* BRIEF A
Return the rows below exactly as they appear, beginning at the line that contains "For each instance of the backpack, imagine" and stopping after the last line of the rows. Leave the pictures out.

* EXCERPT TO READ

Sakeik’s lawyers disagreed. Maria Kari, an attorney on Sakeik’s legal team, emphasized that her client had a right to travel to U.S. territory.

“We all have these documents that we take for granted that allow us to get on flights and see the world, but this is something that Sakeik has never had,” Kari added. “There is no country that claims her to be a citizen of that country. There is no place else that Sakeik can call home.”

‘This is just the beginning’

By the time the van reached what seemed to be an old pink adobe hotel, Sakeik was indignant. Only later did she learn she was at the Broward Transitional Center in Pompano Beach, Florida. 

The staff, Sakeik said, were disrespectful — “they literally bullied us.” The food was disgusting. “I wouldn’t even feed it to dogs,” she said. And it was freezing cold.

“I started getting extreme depression. I couldn’t walk, I couldn’t talk, I felt paralyzed,” Sakeik said. “I would cry the entire time. I started having panic attacks.”

By her third week in Broward, Sakeik said she realized she needed to get into a routine. She started working out with old dance DVDs. And she made friends: She bonded with a woman from Slovakia and two Muslim women in her dorm. 

Meanwhile, Sakeik and her legal team filed a green card application, and a writ of habeas corpus in federal district court. They argued she was being wrongfully detained, in violation of the Biden administration’s deferred enforcement memo.

* DATA FOR PROCESSING

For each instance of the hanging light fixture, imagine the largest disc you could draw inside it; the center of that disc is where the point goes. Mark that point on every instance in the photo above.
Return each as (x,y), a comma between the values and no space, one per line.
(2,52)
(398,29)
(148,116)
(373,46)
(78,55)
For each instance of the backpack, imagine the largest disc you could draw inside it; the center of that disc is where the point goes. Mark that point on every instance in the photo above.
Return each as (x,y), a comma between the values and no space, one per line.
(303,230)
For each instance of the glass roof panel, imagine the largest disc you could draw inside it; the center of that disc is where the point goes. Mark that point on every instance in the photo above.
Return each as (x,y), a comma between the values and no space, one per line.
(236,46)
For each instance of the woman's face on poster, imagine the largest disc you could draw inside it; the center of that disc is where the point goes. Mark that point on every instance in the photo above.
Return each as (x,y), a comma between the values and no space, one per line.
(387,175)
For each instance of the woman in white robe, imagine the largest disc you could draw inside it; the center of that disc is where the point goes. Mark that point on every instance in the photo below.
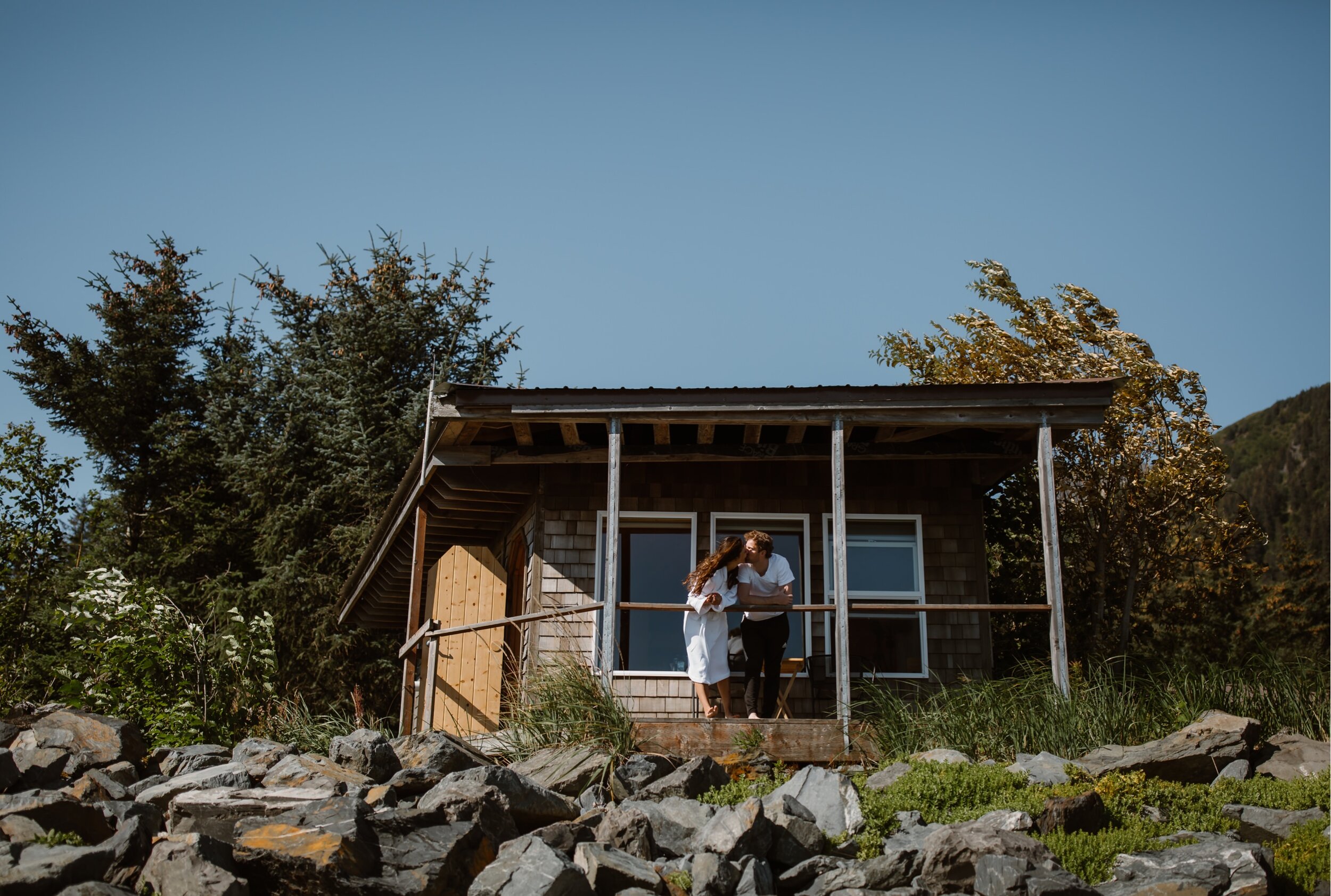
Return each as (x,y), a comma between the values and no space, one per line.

* BRIEF B
Retype this part of the Sakeik excerpt exactly: begin at the words "Meanwhile, Sakeik and" and stop after "deferred enforcement memo.".

* WORKED SOLUTION A
For each instance of the backpack, imagine the largest disc you could draw inside it; the center of that disc is where the point goes. Mark that point on every instance in the photo above.
Return each as (x,y), a comma between the values and no space, one per line.
(303,230)
For each instance of the glass roof panel, imagine the largest disc you could draw inside it; the center of that disc is where the point goes. Mark that point on every instance in the photo above.
Return each as (x,y), a comma between the values and no space, one per line.
(236,46)
For each instance of the woman's face on poster, imagine the largest disc you could draw inside it; the center of that disc is where the point goes. Mark that point on every instance in the photo above.
Return each as (x,y), a comma between the values and no space, one per line.
(387,175)
For each instance of the woman in white robe, imagine the largest disc you could draw inside it; the center of that disc is where the point goes. Mark that point on every instance in the photo below.
Return each as (x,y), a comma between the values and no space, one per line.

* WORKED SOLUTION B
Meanwhile, Sakeik and her legal team filed a green card application, and a writ of habeas corpus in federal district court. They argued she was being wrongfully detained, in violation of the Biden administration’s deferred enforcement memo.